TASK OBJECTIVE
Exclude all pictures, then restate the entries below word for word.

[Dataset items]
☆ ☆ ☆ ☆

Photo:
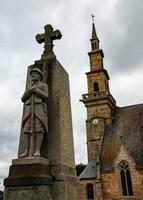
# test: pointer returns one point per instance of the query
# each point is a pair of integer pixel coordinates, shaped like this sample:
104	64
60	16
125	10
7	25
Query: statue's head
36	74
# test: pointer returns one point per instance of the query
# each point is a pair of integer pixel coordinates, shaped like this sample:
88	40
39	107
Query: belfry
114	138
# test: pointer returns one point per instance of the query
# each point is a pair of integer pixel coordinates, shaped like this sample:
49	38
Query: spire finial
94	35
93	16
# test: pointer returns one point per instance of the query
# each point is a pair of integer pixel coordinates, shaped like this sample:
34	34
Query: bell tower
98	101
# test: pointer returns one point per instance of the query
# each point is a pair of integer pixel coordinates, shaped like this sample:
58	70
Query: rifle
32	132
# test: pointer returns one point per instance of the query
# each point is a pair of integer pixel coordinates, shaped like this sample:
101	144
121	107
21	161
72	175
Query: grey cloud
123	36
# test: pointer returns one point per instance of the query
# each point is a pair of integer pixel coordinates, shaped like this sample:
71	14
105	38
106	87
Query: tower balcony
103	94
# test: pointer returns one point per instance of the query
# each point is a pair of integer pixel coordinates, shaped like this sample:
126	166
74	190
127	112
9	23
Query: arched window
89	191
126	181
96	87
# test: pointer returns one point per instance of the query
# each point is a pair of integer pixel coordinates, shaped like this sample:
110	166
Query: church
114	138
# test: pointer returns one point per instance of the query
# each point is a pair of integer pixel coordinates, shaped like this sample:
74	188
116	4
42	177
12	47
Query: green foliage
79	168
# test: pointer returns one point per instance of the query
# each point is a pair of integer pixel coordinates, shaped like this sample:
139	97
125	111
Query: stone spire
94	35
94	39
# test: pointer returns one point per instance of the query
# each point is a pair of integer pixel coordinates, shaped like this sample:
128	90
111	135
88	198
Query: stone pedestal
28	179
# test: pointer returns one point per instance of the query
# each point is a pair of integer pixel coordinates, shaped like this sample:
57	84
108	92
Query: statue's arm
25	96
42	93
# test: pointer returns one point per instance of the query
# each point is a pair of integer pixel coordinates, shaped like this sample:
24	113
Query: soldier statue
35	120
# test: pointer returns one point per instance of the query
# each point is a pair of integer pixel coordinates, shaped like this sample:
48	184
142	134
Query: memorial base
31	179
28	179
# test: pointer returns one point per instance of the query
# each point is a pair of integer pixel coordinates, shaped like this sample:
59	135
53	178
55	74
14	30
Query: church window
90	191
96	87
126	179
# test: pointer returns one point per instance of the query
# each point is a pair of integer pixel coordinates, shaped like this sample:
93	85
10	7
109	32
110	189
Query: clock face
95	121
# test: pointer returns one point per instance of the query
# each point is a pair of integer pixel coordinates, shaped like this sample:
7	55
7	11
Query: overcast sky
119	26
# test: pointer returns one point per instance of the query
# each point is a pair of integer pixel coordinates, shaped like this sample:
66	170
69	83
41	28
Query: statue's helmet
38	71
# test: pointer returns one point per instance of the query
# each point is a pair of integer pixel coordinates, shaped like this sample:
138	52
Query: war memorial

☆ ☆ ☆ ☆

TASK OUTPUT
Photo:
# test: pointer returns one point per instance of the query
# each point is a pair of integer pixel coordinates, shaped like this sample:
104	64
60	16
125	10
7	25
Query: statue's head
36	74
# test: pointer returns one point per instance of the query
# each point is a pair of integer pixel coordinates, shaped like this sample:
88	40
39	107
Query: belfry
114	138
# test: pointer returns one point per instance of the query
# each point is a pair of integer pixel coordinates, shaped like this sample:
49	38
Query: spire finial
94	35
93	16
# test: pointer returns one point per instance of the query
# each point is a pair of integer pixel coordinates, shaped like this sample:
34	34
Query: bell tower
98	101
# test: pointer returns one point per instance of the query
# each point is a pair of integer pixel coordinates, shaped like this sample:
58	70
Query: rifle
32	132
# test: pointer returns one point per instance of the query
# each point is a pair of integer pixel coordinates, shaped like this sample:
101	144
121	107
21	161
72	175
Query: grey cloud
123	36
# test: pointer returns one point per instance of the query
# each point is a pair of integer pixel coordinates, shaped like this sample:
71	14
105	38
106	87
Query: tower balcony
103	94
# test: pointer returns one point per instance of the query
# each point is a pair of integer pixel coordinates, shaped like this sample:
126	166
74	190
127	112
9	23
Query: arched window
89	191
126	181
96	87
# test: pointer returns one point per instance of the query
# each point is a pair of integer pixel coordinates, shaped like this sample:
110	166
Query: church
114	138
# test: pointer returns one point per instance of the query
# each point is a pair of integer pixel coordinates, shaped like this sample:
74	188
116	4
42	177
12	47
Query: green foliage
79	168
# test: pointer returns one point per instance of the query
# each point is a pair of integer pixel coordinates, shaped like this sample:
139	97
125	111
Query: stone spire
94	35
94	39
# test: pointer returns one point per instance of the query
# each point is a pair of integer pixel coordinates, shaped like this sample:
128	90
111	135
88	198
Query: stone pedestal
28	179
# test: pointer returns one point per instance of the query
# each point is a pair of integer pixel coordinates, shaped like this sample:
57	84
108	92
Query: statue's arm
25	96
42	93
# test: pointer returns one point per instance of the query
# each point is a pair of integer pixel coordinates, shaped like this sample:
24	113
Query: soldier statue
35	120
# test: pointer returns one point per instance of the query
# each point is a pair of integer pixel coordinates, shaped like this sample:
48	184
142	134
Query: memorial base
31	179
28	179
# test: pointer returns one point per instance of the query
# each point is a pair of integer pixel coordinates, shaped like this sample:
59	135
53	178
55	74
14	30
Query: church window
90	191
96	87
126	179
# test: pointer returns one point per instance of the query
# each point is a pair of integer pixel coordinates, shaped like this sample:
93	85
10	7
109	32
110	189
Query: clock face
95	121
# test: pointer returns one point per instance of the query
# each point is a pair of integer pixel coordinates, shaped like this sample:
7	55
7	11
Query: overcast sky
119	26
# test: pointer returns one point per instance of the query
# each point is a pair of integer pixel coordinates, shaped like this sample:
66	170
69	83
41	28
Query: statue's helmet
38	71
# test: pointer returns one point per instance of the query
# each point is a pair of integer pixel coordinates, shaped like this sample:
138	52
Query: war memorial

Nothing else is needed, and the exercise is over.